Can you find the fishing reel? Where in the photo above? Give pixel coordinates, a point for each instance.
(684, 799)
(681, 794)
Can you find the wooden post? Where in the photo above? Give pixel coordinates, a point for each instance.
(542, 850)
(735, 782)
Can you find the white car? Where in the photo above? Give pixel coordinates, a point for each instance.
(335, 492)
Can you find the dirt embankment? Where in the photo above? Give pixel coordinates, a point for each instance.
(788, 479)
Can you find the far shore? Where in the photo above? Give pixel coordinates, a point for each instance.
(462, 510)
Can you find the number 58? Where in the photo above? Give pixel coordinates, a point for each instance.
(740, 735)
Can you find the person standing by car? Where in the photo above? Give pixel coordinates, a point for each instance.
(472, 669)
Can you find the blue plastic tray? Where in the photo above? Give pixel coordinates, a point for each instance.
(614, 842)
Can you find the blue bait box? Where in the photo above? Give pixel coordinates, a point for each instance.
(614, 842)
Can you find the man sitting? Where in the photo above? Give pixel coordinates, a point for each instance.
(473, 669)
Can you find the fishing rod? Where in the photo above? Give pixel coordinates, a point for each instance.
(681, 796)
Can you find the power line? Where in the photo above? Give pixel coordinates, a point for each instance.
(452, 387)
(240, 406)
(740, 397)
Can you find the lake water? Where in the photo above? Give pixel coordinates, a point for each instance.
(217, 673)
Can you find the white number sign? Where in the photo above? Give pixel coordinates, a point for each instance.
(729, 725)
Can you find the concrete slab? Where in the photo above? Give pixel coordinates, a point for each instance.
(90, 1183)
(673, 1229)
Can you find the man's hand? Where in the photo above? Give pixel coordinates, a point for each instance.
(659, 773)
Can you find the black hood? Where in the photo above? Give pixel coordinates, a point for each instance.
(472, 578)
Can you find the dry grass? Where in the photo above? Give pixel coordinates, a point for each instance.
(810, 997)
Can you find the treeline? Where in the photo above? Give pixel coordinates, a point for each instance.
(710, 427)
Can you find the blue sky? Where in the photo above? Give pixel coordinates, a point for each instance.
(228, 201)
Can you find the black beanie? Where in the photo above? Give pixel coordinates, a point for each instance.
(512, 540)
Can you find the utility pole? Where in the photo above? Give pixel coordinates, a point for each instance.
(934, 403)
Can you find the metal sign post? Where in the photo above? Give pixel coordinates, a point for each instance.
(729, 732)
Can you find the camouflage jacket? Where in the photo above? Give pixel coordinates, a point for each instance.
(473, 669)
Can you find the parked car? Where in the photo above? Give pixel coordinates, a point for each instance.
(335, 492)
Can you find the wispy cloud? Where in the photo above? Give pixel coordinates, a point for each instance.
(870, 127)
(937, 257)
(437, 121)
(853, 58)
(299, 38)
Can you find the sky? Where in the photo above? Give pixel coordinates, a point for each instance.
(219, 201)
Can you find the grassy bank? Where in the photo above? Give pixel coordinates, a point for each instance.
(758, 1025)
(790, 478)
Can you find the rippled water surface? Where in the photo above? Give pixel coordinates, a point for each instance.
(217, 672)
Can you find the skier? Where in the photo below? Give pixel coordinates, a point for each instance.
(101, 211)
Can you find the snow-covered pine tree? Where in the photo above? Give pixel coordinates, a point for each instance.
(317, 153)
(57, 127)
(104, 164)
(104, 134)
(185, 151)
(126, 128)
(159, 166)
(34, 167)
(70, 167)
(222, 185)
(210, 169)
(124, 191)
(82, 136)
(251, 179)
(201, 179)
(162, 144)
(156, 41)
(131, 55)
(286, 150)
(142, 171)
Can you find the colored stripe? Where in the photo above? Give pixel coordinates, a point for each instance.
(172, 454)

==

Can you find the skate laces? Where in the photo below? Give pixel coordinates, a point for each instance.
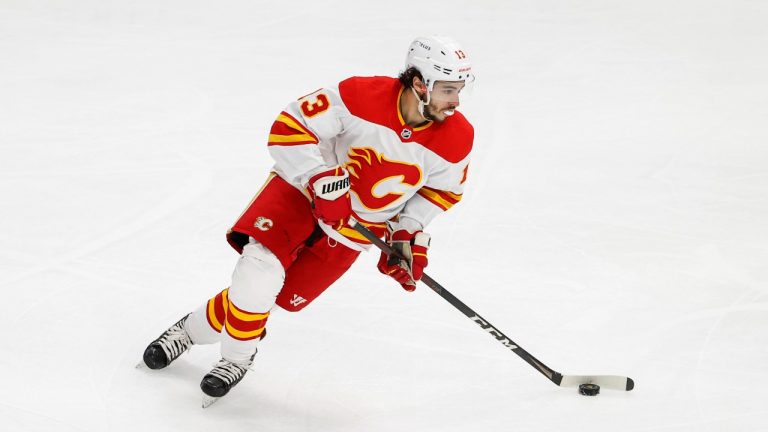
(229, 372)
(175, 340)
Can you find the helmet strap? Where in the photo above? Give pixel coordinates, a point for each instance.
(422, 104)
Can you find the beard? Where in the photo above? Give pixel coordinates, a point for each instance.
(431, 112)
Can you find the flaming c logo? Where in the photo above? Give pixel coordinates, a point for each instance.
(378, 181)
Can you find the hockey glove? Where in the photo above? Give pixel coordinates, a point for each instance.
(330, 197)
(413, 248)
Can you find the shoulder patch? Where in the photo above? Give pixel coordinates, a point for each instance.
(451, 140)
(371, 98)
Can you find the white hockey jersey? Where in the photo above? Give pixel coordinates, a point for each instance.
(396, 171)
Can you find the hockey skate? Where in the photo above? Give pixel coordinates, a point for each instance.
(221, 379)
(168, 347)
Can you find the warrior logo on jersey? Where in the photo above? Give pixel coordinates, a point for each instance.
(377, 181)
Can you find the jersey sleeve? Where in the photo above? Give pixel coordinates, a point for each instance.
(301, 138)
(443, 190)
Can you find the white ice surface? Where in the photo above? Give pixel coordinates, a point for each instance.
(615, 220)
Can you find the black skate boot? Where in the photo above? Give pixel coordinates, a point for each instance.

• WAT TE DOEN:
Bepaal in hoeveel regels van de items de tekenreeks "logo" voorkomt, hoofdlettergevoelig. Geef uitsluitend dat aantal.

• ANTWOORD:
2